** BEGIN **

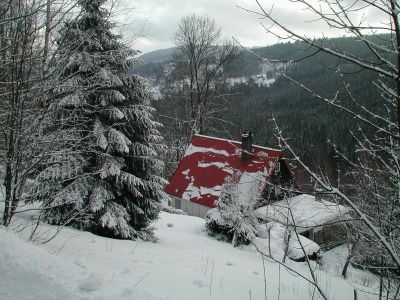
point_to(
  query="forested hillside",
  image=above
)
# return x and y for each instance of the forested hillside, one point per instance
(249, 105)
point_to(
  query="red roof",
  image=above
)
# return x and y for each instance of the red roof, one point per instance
(209, 161)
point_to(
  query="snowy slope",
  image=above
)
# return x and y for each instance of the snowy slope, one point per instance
(184, 264)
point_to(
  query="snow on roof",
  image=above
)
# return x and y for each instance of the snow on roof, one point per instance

** END **

**Brief**
Please reproduce the records above word for word, leaving out the pictures.

**Solution for this task**
point_to(
  query="forested hillside",
  image=above
)
# return x and y for each instance of the forested hillside, one point per instance
(249, 105)
point_to(
  query="red roof",
  image=above
)
# return x and y for each instance of the red roof, one point per instance
(209, 161)
point_to(
  query="snowy slope",
  image=above
)
# return x and y for each instance of the snowy slope, one point per instance
(184, 264)
point_to(
  query="snow on roof",
  image=above
)
# return x and y for each instance of the snow on roof, one point per instance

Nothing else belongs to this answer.